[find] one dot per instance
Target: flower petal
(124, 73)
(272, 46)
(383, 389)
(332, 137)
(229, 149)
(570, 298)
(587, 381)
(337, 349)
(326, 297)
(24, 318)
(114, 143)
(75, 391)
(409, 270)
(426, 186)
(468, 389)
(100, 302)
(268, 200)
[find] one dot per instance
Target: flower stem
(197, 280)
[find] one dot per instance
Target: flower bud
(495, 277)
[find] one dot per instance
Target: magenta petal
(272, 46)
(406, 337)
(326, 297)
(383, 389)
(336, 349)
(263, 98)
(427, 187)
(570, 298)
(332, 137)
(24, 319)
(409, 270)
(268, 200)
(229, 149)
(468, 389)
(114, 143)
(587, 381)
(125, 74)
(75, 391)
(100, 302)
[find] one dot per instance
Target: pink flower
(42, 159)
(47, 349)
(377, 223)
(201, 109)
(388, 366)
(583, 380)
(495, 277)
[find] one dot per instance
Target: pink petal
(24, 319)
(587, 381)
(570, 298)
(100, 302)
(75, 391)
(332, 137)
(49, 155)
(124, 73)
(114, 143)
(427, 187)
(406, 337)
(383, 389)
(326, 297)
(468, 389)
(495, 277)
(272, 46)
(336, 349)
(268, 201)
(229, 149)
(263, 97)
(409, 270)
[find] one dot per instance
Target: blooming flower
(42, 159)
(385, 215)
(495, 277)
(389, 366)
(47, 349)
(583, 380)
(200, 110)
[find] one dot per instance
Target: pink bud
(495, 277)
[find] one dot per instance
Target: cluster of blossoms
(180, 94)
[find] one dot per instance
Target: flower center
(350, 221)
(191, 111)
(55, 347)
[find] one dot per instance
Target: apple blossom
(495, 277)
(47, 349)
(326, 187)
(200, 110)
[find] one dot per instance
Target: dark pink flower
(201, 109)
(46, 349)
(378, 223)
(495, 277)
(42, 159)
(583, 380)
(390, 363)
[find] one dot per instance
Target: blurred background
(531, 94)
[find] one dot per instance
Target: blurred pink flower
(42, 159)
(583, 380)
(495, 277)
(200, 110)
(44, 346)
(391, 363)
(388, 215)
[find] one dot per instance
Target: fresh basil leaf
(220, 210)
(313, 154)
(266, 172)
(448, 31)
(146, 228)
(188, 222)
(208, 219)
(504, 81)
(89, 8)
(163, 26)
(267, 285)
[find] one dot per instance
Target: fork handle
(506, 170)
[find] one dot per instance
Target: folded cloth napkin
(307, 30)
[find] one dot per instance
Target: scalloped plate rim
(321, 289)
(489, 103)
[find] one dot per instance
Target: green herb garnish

--*--

__WHAT YOU HAVE TO DO__
Write out all of the records once more, exactly.

__SOLUTION TO THE EXERCISE__
[find] one dot per instance
Target: flower petal
(124, 73)
(272, 46)
(383, 389)
(332, 137)
(229, 149)
(570, 298)
(587, 381)
(337, 349)
(326, 297)
(24, 318)
(114, 143)
(75, 391)
(409, 270)
(426, 186)
(468, 389)
(100, 302)
(268, 200)
[find] one dot per instance
Target: flower stem
(197, 280)
[find] one dot per instance
Target: flower bud
(495, 277)
[find] one dot per instance
Target: magenta petal
(272, 46)
(406, 337)
(326, 297)
(383, 389)
(336, 349)
(263, 98)
(427, 187)
(570, 298)
(332, 137)
(24, 319)
(409, 270)
(268, 200)
(229, 149)
(468, 389)
(114, 143)
(587, 381)
(125, 74)
(75, 391)
(100, 302)
[find] one dot per instance
Target: pink flower
(42, 159)
(47, 349)
(377, 223)
(201, 109)
(388, 366)
(583, 380)
(495, 277)
[find] one dot per instance
Target: pink petal
(24, 319)
(587, 381)
(570, 298)
(100, 302)
(75, 391)
(332, 137)
(49, 155)
(124, 73)
(114, 143)
(427, 187)
(406, 337)
(383, 389)
(326, 297)
(468, 389)
(495, 277)
(272, 46)
(336, 349)
(268, 201)
(229, 149)
(263, 97)
(409, 270)
[find] one dot per instance
Target: blooming flower
(42, 159)
(385, 215)
(495, 277)
(389, 366)
(47, 349)
(583, 380)
(200, 110)
[find] one dot per instance
Target: pink bud
(495, 277)
[find] one dot per instance
Target: cluster of blossoms
(180, 94)
[find] one dot per instance
Target: flower center
(350, 221)
(191, 111)
(55, 347)
[find] one dot per instance
Target: apple blossom
(495, 277)
(47, 349)
(326, 187)
(200, 110)
[find] one dot per instance
Target: dark pink flower
(201, 109)
(46, 349)
(378, 223)
(495, 277)
(42, 159)
(583, 380)
(390, 363)
[find] one dot per instance
Target: blurred background
(531, 94)
[find] one dot per instance
Target: blurred pink flower
(42, 159)
(583, 380)
(495, 277)
(200, 110)
(44, 346)
(391, 363)
(388, 215)
[find] one dot per instance
Target: fresh basil leaf
(220, 210)
(313, 154)
(266, 172)
(448, 31)
(146, 228)
(188, 222)
(208, 219)
(504, 81)
(89, 8)
(163, 26)
(267, 285)
[find] one dot per instance
Target: fork handle
(506, 170)
[find] one dot per instance
Target: folded cloth napkin
(307, 30)
[find] one dot per instance
Target: scalloped plate rim
(321, 289)
(489, 103)
[find] one dot per instance
Target: green herb garnish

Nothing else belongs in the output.